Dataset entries
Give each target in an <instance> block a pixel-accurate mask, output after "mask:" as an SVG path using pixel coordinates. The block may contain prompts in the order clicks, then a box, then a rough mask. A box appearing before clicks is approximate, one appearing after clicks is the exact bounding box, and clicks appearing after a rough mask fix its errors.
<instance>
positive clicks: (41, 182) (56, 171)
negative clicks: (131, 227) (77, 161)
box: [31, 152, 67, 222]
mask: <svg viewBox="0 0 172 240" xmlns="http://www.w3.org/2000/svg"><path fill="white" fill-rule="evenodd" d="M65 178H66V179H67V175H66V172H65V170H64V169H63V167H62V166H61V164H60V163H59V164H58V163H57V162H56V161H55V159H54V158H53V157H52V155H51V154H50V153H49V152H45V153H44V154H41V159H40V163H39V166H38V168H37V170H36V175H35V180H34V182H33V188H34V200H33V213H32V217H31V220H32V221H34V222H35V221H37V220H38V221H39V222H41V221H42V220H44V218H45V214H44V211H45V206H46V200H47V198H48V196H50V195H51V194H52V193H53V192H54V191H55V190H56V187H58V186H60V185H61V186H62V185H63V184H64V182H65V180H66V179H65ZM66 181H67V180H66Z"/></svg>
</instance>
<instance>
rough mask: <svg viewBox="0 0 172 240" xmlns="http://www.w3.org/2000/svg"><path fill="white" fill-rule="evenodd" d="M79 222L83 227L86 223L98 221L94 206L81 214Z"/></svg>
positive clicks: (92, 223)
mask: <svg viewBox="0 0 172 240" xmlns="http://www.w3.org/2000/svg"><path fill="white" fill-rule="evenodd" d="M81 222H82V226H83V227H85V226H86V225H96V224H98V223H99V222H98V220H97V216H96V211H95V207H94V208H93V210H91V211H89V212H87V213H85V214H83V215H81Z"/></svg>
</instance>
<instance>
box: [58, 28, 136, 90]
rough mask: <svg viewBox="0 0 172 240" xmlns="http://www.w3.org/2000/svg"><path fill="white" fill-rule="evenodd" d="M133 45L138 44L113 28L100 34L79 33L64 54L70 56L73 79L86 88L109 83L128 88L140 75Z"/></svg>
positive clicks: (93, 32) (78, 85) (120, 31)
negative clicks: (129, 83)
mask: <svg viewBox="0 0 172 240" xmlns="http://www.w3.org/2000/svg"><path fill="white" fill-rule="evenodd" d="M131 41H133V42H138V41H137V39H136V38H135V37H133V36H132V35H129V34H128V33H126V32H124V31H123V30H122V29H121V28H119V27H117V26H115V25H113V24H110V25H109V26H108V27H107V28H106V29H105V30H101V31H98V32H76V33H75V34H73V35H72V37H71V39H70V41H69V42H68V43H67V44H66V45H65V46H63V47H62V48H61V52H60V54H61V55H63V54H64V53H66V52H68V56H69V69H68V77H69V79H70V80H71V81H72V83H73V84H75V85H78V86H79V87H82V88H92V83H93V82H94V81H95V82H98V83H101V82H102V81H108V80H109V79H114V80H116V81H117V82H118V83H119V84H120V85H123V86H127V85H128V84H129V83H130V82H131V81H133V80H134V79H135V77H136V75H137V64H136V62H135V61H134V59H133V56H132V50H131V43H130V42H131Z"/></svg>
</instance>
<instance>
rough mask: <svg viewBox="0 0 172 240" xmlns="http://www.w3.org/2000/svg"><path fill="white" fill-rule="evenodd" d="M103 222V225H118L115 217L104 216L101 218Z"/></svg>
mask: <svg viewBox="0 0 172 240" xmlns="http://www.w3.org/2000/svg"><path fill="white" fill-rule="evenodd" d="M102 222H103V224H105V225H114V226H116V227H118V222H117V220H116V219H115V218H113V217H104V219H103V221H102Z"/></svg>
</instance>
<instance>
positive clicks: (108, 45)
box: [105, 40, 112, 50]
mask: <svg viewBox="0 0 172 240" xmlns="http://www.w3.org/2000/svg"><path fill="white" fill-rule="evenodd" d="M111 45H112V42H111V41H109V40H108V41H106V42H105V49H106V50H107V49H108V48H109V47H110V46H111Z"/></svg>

---

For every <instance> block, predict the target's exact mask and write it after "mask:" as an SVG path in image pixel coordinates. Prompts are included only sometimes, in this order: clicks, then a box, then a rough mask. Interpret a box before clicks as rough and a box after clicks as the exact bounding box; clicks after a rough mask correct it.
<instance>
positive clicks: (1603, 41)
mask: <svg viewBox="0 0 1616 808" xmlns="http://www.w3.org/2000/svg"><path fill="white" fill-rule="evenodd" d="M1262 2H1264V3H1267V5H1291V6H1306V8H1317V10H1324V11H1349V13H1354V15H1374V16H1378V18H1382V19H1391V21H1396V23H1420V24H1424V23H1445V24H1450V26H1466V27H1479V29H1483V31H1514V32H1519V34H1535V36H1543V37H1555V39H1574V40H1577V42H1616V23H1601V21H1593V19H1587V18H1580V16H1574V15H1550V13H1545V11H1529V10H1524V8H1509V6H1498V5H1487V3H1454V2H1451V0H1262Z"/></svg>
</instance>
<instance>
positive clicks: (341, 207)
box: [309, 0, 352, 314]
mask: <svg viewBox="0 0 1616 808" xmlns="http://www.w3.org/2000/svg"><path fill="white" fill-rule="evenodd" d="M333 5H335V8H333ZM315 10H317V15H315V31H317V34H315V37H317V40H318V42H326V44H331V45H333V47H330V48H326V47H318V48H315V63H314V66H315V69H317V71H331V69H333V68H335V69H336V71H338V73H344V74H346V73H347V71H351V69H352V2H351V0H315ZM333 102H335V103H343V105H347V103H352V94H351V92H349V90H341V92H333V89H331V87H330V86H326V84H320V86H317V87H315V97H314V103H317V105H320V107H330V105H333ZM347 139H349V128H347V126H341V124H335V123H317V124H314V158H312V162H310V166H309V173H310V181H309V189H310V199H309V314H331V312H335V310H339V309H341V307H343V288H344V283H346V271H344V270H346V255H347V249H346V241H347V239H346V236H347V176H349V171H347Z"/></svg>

* * *

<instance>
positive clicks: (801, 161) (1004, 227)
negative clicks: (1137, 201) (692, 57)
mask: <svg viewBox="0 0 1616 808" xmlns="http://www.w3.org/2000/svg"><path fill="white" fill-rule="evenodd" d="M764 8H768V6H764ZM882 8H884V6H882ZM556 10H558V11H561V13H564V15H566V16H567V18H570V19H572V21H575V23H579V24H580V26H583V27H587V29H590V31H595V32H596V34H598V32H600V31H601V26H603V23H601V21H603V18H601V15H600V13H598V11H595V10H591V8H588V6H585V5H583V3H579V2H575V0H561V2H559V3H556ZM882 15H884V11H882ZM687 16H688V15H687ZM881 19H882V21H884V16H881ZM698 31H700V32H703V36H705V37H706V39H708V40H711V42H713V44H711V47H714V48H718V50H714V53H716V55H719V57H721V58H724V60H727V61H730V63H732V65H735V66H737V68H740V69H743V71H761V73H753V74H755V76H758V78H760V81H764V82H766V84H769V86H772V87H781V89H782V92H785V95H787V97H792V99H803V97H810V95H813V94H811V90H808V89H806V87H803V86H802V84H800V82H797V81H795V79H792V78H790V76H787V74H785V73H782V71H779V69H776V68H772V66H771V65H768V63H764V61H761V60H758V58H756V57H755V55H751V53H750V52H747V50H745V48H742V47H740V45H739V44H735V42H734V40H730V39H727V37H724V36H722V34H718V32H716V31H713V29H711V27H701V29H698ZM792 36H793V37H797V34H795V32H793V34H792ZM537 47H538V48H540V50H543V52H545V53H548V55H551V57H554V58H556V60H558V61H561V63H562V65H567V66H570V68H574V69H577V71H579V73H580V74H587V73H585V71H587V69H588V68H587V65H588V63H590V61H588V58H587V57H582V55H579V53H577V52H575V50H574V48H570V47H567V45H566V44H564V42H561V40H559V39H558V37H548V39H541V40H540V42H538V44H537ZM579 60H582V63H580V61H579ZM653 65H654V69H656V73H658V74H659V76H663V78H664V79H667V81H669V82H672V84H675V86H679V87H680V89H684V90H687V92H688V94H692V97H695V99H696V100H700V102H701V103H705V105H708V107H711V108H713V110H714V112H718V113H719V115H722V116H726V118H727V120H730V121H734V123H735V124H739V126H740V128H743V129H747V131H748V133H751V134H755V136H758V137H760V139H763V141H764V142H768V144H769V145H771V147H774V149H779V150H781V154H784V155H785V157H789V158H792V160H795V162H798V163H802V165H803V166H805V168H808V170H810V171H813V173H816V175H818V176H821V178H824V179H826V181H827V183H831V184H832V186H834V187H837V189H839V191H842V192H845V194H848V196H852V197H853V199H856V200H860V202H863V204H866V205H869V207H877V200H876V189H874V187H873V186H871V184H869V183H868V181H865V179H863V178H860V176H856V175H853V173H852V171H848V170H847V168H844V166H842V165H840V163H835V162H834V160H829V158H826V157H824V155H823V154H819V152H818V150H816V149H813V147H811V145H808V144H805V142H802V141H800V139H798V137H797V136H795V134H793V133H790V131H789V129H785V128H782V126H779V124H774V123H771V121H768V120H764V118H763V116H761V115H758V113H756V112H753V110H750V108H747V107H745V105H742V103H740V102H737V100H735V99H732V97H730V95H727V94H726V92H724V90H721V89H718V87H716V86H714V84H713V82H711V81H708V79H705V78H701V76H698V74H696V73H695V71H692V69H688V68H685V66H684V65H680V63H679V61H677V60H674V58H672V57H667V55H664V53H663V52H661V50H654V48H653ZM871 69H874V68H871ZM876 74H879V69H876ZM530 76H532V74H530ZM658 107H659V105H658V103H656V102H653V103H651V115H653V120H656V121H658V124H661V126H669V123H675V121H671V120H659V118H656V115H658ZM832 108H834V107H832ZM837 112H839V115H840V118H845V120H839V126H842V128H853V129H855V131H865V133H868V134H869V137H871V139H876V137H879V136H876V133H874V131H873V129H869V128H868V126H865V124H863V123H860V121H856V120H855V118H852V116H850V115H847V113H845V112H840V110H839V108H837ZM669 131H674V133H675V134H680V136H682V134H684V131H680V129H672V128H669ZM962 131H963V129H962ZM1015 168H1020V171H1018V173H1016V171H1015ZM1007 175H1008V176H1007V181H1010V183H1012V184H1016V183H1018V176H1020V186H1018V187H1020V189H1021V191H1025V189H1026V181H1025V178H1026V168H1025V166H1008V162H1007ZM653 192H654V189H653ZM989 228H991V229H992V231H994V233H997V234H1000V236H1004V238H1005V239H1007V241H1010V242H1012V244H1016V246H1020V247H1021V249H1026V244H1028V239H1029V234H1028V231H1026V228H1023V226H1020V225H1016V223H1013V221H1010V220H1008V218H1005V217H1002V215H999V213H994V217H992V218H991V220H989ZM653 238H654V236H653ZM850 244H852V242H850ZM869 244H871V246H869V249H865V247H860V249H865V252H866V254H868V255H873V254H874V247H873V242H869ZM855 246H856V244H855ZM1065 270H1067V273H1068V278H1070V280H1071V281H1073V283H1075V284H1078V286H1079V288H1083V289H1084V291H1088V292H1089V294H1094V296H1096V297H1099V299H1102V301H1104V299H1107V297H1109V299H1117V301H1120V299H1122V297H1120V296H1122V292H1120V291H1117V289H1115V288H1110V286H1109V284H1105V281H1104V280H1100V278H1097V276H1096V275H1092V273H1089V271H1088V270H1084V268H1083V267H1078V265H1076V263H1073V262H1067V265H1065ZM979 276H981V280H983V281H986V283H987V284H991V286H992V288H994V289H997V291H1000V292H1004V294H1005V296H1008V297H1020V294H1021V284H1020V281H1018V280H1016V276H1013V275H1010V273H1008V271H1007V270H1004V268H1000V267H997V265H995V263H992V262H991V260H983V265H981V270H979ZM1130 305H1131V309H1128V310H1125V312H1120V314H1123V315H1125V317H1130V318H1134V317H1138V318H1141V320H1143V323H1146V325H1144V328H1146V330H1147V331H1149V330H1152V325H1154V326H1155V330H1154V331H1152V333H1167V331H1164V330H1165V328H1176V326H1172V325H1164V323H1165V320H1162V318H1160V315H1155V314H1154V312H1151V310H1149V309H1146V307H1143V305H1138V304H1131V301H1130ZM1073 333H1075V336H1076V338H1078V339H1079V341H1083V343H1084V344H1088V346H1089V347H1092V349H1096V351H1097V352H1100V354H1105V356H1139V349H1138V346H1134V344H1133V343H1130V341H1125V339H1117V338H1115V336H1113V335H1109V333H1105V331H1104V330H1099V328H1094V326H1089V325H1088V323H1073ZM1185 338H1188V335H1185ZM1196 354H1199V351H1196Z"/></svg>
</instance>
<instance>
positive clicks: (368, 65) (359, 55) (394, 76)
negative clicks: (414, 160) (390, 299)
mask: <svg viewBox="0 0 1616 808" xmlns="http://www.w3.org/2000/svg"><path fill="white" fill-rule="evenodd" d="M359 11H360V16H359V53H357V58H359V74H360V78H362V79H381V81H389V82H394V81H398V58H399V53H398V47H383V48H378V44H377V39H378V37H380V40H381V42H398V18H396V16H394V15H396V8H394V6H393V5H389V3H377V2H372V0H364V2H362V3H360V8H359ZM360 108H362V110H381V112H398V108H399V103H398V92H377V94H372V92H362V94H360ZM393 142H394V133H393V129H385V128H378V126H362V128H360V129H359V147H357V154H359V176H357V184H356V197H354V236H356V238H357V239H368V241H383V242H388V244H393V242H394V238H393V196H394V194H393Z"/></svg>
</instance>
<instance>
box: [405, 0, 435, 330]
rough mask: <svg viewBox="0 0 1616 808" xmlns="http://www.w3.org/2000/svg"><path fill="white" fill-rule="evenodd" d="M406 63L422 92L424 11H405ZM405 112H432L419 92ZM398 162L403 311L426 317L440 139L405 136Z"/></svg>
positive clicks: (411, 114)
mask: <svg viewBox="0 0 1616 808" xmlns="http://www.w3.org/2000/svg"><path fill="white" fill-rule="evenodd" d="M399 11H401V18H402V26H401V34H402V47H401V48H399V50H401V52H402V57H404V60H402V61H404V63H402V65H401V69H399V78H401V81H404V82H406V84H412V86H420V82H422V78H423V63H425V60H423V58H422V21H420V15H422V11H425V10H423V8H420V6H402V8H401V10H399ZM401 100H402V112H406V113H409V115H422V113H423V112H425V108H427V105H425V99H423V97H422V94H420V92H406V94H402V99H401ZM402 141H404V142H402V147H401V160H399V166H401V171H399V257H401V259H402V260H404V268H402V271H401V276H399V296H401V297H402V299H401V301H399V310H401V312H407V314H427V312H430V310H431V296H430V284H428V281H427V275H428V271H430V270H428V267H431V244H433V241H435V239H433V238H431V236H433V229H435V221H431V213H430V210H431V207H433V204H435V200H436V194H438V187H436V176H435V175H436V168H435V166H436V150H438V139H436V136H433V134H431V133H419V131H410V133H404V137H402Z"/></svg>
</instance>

→ **What to do**: In the data above, start at the line that has "Give each target", stop after the line that has "negative clicks: (131, 227) (77, 161)", and print every line in between exactly as it stands.

→ **Reply**:
Give each target in an <instance> block a pixel-accurate mask, output after "mask:" as an SVG path using pixel coordinates. The block may contain prompts in the order clicks, then a box, then a rough mask. A box appearing before clicks is approximate, one appearing after clicks is the exact bounding box, and clicks appearing after a rough mask fix its errors.
<instance>
positive clicks: (41, 182) (56, 171)
negative clicks: (131, 227) (77, 161)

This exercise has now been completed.